● **Written instruction**
Would you quote every entry exactly, dropping only the pictures?

(Extracted records)
● ● ●

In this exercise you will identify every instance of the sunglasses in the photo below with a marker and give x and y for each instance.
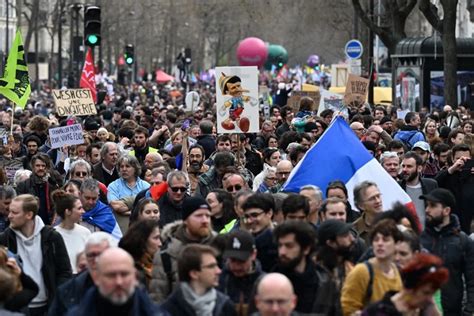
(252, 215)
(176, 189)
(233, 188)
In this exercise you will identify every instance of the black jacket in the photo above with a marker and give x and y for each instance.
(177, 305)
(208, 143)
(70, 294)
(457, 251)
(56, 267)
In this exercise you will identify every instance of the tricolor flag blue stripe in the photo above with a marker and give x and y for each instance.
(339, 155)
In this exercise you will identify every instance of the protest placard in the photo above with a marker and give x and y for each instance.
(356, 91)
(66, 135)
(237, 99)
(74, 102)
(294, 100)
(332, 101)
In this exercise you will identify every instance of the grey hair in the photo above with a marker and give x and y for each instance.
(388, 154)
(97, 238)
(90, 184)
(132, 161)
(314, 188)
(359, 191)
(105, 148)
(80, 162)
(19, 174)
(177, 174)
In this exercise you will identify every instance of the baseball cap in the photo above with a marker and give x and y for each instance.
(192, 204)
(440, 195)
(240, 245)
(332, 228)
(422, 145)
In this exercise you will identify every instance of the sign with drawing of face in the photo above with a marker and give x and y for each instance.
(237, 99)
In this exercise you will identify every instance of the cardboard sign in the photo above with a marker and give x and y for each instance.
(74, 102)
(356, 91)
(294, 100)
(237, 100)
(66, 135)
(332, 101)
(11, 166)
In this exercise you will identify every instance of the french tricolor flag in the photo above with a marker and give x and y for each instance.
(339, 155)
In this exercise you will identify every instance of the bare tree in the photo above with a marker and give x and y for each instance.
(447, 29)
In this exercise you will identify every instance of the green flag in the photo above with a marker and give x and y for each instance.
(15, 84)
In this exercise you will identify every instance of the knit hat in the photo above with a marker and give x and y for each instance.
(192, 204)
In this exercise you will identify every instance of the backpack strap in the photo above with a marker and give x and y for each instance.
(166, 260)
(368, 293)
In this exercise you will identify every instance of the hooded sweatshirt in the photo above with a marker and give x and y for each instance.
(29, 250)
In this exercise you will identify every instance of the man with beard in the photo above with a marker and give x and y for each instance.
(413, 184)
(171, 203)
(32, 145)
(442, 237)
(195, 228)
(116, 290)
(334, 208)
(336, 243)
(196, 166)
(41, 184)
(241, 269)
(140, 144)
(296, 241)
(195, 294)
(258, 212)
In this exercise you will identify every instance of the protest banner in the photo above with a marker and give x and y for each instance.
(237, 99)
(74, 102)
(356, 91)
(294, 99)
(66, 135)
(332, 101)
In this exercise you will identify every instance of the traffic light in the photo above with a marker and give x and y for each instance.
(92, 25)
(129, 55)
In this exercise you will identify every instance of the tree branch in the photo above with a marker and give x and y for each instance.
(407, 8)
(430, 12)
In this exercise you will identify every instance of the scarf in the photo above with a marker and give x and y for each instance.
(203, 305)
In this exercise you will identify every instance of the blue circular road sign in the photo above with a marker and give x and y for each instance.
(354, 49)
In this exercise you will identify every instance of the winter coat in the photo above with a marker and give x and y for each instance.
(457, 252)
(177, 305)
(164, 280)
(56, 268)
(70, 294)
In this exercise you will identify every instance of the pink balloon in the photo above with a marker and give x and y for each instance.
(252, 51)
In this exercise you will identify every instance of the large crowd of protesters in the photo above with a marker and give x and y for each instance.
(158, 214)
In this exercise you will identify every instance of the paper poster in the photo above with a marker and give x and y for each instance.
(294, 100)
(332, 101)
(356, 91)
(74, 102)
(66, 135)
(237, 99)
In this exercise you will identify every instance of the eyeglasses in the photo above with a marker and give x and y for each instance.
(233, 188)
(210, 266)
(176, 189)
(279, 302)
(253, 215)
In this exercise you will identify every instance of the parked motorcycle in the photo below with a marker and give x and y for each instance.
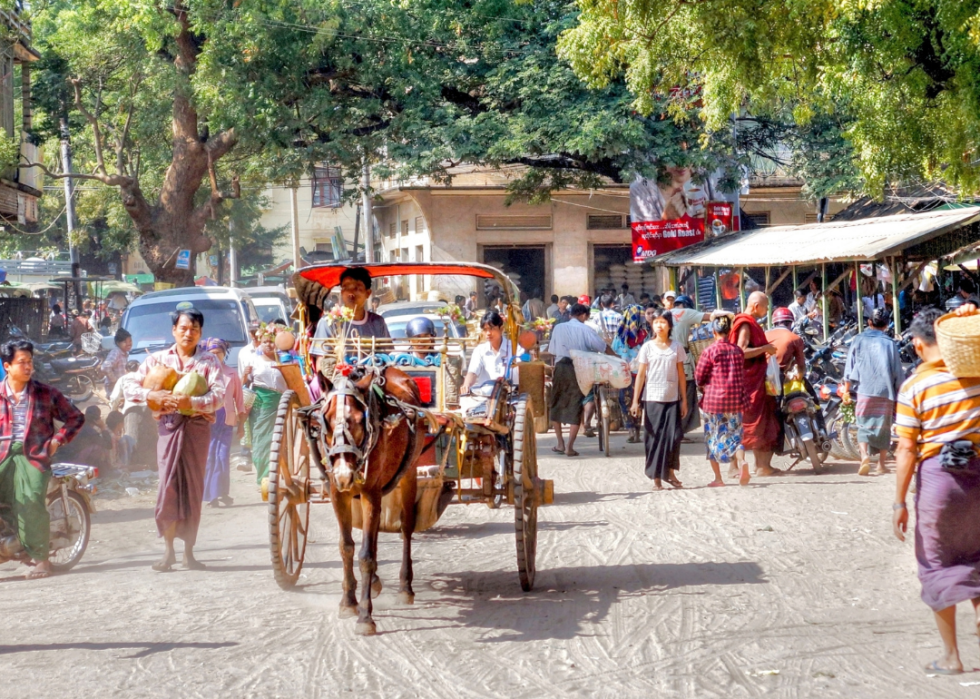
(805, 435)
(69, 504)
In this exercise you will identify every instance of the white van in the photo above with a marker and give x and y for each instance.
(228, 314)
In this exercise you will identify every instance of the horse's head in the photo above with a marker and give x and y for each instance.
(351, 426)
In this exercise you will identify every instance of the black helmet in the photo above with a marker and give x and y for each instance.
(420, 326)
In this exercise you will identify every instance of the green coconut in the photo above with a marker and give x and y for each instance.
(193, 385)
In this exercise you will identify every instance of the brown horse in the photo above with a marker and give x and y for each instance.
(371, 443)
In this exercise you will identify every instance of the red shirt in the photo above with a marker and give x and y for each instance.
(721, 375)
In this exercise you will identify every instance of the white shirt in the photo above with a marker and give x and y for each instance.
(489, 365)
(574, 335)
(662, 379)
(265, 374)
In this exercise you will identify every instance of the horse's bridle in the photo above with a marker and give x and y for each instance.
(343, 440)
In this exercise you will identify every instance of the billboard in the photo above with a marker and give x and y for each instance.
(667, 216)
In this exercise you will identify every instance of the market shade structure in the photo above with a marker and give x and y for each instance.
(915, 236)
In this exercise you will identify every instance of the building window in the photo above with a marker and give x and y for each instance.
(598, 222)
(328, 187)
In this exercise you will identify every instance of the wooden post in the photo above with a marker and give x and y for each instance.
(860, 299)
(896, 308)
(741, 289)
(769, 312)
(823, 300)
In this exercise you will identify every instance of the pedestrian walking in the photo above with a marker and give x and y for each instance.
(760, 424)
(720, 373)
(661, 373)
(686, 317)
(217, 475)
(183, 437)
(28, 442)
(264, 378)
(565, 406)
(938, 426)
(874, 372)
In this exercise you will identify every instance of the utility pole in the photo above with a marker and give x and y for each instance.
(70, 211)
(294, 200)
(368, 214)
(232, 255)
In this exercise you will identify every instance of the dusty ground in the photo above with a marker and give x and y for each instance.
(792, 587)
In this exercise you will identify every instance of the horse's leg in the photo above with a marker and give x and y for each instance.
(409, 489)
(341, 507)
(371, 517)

● ● ●

● **Output for this task**
In this exercise you will identify every instance of the sunglasses in the photo below with a marker and give x and y for each instance.
(252, 215)
(176, 189)
(233, 188)
In this exercise you will identify every instance of the black jacket in the photo above with a marker and give x and y for each instance.
(177, 305)
(208, 143)
(70, 294)
(457, 251)
(56, 267)
In this exercise you will identify every instance of the tricolor flag blue stripe in the photo above with a marker and give x and y for each instance.
(339, 155)
In this exercise you will identify every instance of the protest placard in the photo above with a marker and give x and y for each instance.
(356, 91)
(66, 135)
(237, 99)
(74, 102)
(294, 100)
(332, 101)
In this exercise you will identify every instance of the grey hair in the photo above with a marker and give x and y for each instance.
(388, 154)
(97, 238)
(90, 184)
(132, 161)
(314, 188)
(359, 191)
(105, 148)
(80, 162)
(19, 174)
(177, 174)
In this exercise you will identify every instance of the baseball cap in the photo above with a marker and give x and y for each instance.
(192, 204)
(440, 195)
(240, 245)
(332, 228)
(422, 145)
In this exercise you will identify every instance of the sign with drawing of face in the photo above with a marker and give x and y for each instance.
(237, 99)
In this exercise you will identify every instance of the cardboard sign in the photo above with a marker and give x and y for each instance.
(74, 102)
(356, 91)
(294, 100)
(237, 100)
(66, 135)
(332, 101)
(11, 166)
In this exercise you will identify every instance of the french tricolor flag in the photo above with a marker and give x and y for each instance.
(339, 155)
In this exercise you will identify every instance of the bare tree in the photo above with a marker and give x and y for each instance.
(447, 29)
In this exercise you will identify every instance of the green flag in the photo above with a marker and give x and y for each instance.
(15, 84)
In this exercise you will identify every instance of the knit hat in the photo above with a marker and give x and y for each instance.
(192, 204)
In this exercise you will identify every instance of the backpack strap in the photo above with a marker and give x and y for each instance.
(166, 260)
(368, 293)
In this exercise you will identify every instance of the hooded sweatshirt in the photo above with a marker and give x and y for each instance.
(29, 250)
In this exercise you will identify every instance of the man with beard in the photo above with a marker and give x and y for each instance.
(413, 184)
(171, 203)
(32, 145)
(442, 237)
(195, 228)
(116, 290)
(334, 208)
(336, 243)
(196, 166)
(41, 184)
(241, 269)
(140, 144)
(296, 241)
(195, 294)
(258, 212)
In this exercise you will identify every instance of the protest banner in the photo above with a marker and give x and y for each instance.
(237, 99)
(74, 102)
(356, 91)
(294, 99)
(66, 135)
(332, 101)
In this exercise you will identify every instance of the traffic light in the photo above with a marker and give x and y for each instance.
(92, 25)
(129, 55)
In this exercise you will identify every instance of the tree branch in the photo above with a marker and give x and y for each instance.
(407, 8)
(430, 12)
In this exercise you will identify every instance of the scarf in the photo above with a marker and give x and y for each instance.
(203, 305)
In this exercise you will identify every instance of the blue circular road sign in the photo above with a marker and give x and y for each instance.
(354, 49)
In this exercise you will identify every instance of the winter coat in the photo above with a marker and give x and y for each instance.
(457, 252)
(177, 305)
(164, 280)
(56, 268)
(70, 294)
In this exercise you will identify every instance of the pink balloon in the photo above with a marker and give x and y for each instance.
(252, 51)
In this exercise you will identify every instance of the large crowd of protesters in the photo above with a marker and give x and y for each instance.
(158, 214)
In this exercise you will identify every instance of the paper poster in the photo above with a marker and give x and y for each instance.
(294, 100)
(332, 101)
(356, 91)
(74, 102)
(66, 135)
(237, 99)
In this exercise you will identify every instance of the eyeglasses in the photo above with a marker and give x and y for each instance.
(233, 188)
(210, 266)
(176, 189)
(279, 302)
(253, 215)
In this exercise you will identify every instance of the parked motorcycle in the photo below with a marker and give x and y for each instance.
(805, 435)
(69, 504)
In this exercise you will identify every instance of the white van in the photo above with a marker and give x and y for each instance.
(228, 314)
In this exercise you will identify every instance of the horse's head in the photo above with a marker and give x and y for each instance.
(351, 426)
In this exercise you will identify every instance of the black helmet in the photo above with a marker and give x and y for each instance.
(420, 326)
In this exercise you will identify every instance of the green coconut in the photo above with a marker and give x and y for each instance.
(193, 385)
In this exercise you will identify every instance of the brown horse in the photo above with a marker and give x and y for each instance.
(371, 443)
In this exercise you will identify every instance of the red shirt in the photo above with a marker and give x and y for each instance.
(721, 375)
In this exercise you will identify every instance of the white shirt in the photo above with a marker and give x and y for each instance.
(489, 365)
(574, 335)
(662, 379)
(265, 374)
In this exercise you will identify every instance of the horse's bridle in the photo above with a marker and give x and y for each instance.
(343, 440)
In this exercise you will identify every instance of the billboard in the photo above with a marker and give x and y for each instance.
(667, 216)
In this exercise you will identify every instance of the market shade structure in the photo above with a marker and give x and y for each instance.
(915, 236)
In this exercise you will identify every instance of the building window in the photo above with a marker and give x and y for each instance.
(598, 222)
(328, 187)
In this exercise you will identify every instance of the wooden post in the photo above with a marker and give x and y for each instance.
(860, 299)
(896, 308)
(741, 289)
(769, 312)
(823, 300)
In this exercise you will identify every instance of the pedestrian walking in the photo above with a marker and give x and y for each instance.
(760, 424)
(720, 373)
(661, 373)
(686, 317)
(217, 475)
(183, 437)
(28, 442)
(264, 378)
(565, 406)
(938, 426)
(874, 372)
In this exercise you will identify every instance of the utility pole in the photo above with a marker and give x and y for each instance.
(70, 211)
(294, 200)
(368, 214)
(232, 255)
In this exercise you will identify every instance of the dusty ground in the photo above with a marker and give x and y for each instance.
(792, 587)
In this exercise you will identify every instance of the horse's leg in the photo above with a marker and give x and y for each instance.
(409, 489)
(341, 507)
(371, 517)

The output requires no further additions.